---------- Document text ----------

‘i’ll never forgive this government. i despise them wholeheartedly’

5 min read

When singer-songwriter Nadine Shah lost her mother at the height of Covid, she plunged into a nightmare world. But she’s turned her life around and documented her harrowing experiences on a powerful, cathartic new album

By Laura Kelly

PHOTOS: TIM TOPPLE; SCARLETT CARLOS CLARKE

It was the height of Covid when Nadine Shah lost her beloved mother, Heather – “the most beautiful person in the world” – to lung cancer. Unable to mourn properly or even have a normal funeral due to the strict restrictions in place, her world started to unravel. Her mental health plunged. Lonely and trying to find her way forward in a “very bad marriage to a beautiful man”, she succumbed to addiction and almost ended it all.

Almost three years on, she’s been through rehab, faced her demons, got divorced, moved back up north with her cat and had a visceral lesson in the power of forgiveness. She’s also channelled all that grief and rage and love and hope into a truly extraordinary album.

A powerful, creative and outspoken force in UK music, Shah already had a clutch of beautiful, impassioned, critically acclaimed albums to her name. She was nominated for the Mercury Prize for 2017’s Holiday Destination, her brooding post-punk take on the refugee crisis, Islamophobia and how toxic politicians screw over working-class communities. Her follow up, Kitchen Sink, was equally incisive about the challenges and absurdity of being a thirty-something woman. Yet Filthy Underneath is more visceral still, lyrically journeying through Shah’s pain and recovery – backed by the most soaring and vivid music she’s yet created.

----------

Work to complete>
a. Reproduce the stretch of the Nadine Shah article from "Almost three years" through "she’s yet created.".
b. According to the Nadine Shah article, which of her albums was nominated for the Mercury Prize?
c. Please extend the Nadine Shah article onward from its final sentence.

---------- Recorded information ----------

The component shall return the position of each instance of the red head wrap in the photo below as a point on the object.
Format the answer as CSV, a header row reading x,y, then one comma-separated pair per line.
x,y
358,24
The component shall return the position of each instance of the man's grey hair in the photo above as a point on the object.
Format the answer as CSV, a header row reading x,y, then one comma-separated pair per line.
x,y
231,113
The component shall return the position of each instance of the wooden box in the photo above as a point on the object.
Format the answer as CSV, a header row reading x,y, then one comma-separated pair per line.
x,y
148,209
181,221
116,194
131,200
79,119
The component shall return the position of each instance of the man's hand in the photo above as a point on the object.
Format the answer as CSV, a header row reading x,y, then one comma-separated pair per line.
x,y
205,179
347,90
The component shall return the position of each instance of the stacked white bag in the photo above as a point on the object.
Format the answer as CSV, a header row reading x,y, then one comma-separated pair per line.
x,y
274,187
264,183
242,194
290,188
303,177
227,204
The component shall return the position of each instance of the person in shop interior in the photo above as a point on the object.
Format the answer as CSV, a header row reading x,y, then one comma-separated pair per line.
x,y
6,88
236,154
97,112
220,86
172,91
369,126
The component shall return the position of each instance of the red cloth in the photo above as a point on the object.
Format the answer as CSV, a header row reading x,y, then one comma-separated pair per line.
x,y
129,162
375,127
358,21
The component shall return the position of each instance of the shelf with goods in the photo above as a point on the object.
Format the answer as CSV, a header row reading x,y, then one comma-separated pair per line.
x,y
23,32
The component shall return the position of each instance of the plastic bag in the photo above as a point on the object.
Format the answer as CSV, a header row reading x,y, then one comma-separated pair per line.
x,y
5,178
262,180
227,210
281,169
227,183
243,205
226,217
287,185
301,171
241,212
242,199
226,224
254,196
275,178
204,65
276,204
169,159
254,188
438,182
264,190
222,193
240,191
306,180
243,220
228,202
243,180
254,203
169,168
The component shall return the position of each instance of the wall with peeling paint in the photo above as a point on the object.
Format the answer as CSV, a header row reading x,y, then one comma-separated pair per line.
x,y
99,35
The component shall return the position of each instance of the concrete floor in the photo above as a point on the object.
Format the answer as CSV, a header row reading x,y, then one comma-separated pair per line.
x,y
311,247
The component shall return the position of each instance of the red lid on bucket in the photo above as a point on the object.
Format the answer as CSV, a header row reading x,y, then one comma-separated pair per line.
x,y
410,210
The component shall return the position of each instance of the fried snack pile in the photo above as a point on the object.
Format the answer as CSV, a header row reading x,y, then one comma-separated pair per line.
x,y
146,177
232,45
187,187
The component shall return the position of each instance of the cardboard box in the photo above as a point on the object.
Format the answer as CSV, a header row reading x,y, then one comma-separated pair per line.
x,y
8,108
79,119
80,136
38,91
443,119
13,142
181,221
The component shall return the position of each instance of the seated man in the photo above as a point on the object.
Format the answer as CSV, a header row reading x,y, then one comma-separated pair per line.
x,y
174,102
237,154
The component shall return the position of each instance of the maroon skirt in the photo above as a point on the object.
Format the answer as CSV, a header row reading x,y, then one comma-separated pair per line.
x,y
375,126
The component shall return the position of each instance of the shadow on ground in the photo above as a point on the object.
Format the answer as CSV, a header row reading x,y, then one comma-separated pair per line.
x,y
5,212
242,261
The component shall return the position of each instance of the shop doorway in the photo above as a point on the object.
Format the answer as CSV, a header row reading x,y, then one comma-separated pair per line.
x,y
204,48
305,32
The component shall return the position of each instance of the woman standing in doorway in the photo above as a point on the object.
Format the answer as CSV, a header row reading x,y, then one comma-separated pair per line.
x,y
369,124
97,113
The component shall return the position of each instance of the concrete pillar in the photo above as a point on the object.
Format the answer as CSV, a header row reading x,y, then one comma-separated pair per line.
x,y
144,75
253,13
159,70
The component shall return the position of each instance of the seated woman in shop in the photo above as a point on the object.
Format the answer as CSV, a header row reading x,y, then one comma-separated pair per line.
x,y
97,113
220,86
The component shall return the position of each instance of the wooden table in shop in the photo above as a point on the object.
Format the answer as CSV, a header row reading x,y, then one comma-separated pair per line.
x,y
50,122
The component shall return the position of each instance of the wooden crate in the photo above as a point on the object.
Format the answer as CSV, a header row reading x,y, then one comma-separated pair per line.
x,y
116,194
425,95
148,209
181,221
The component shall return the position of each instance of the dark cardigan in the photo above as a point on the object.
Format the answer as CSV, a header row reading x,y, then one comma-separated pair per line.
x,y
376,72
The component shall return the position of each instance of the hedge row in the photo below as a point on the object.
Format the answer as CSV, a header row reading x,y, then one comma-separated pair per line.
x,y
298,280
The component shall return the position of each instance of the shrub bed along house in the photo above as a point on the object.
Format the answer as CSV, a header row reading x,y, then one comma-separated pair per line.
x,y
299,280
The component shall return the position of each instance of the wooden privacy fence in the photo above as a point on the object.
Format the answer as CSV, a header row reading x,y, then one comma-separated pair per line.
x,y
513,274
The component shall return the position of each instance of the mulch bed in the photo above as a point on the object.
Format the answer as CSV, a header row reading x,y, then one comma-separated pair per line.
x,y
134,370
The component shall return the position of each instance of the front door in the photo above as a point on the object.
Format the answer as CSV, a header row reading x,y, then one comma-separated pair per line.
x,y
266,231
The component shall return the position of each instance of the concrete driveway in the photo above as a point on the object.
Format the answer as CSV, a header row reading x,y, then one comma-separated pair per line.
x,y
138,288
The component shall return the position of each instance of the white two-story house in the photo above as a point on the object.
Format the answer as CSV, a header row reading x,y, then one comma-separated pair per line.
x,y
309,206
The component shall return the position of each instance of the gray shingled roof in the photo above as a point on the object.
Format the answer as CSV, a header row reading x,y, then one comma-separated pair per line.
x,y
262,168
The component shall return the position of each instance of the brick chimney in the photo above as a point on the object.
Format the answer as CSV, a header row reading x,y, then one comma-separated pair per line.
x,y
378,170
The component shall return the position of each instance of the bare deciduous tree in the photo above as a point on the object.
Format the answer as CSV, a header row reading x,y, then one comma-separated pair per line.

----------

Task-by-task results>
a.
Almost three years on, she’s been through rehab, faced her demons, got divorced, moved back up north with her cat and had a visceral lesson in the power of forgiveness. She’s also channelled all that grief and rage and love and hope into a truly extraordinary album.

A powerful, creative and outspoken force in UK music, Shah already had a clutch of beautiful, impassioned, critically acclaimed albums to her name. She was nominated for the Mercury Prize for 2017’s Holiday Destination, her brooding post-punk take on the refugee crisis, Islamophobia and how toxic politicians screw over working-class communities. Her follow up, Kitchen Sink, was equally incisive about the challenges and absurdity of being a thirty-something woman. Yet Filthy Underneath is more visceral still, lyrically journeying through Shah’s pain and recovery – backed by the most soaring and vivid music she’s yet created.

b. Holiday Destination, from 2017.

c.
Shah has just finished a run of incredibly intimate record store shows (following close on the heels of a series of support slots with Depeche Mode) when she joins The Big Issue on a video call from her dad’s house in South Shields. She’s currently “a bit of a nomad” divvying up her time between Newcastle, London and Edinburgh (where her new boyfriend lives). On the mini tour, she was “knocked sideways” by the response to the record, and the intensely personal revelations her fans shared with her.

“I knew that would happen,” she says of those confessional conversations, “and I was nervous about that happening, because I’m not a medically trained professional. I’m no role model. I very much got it wrong. And it’s highly likely, sadly, I might get it wrong again. I hope not. But because of the statistics with addiction, it may happen again.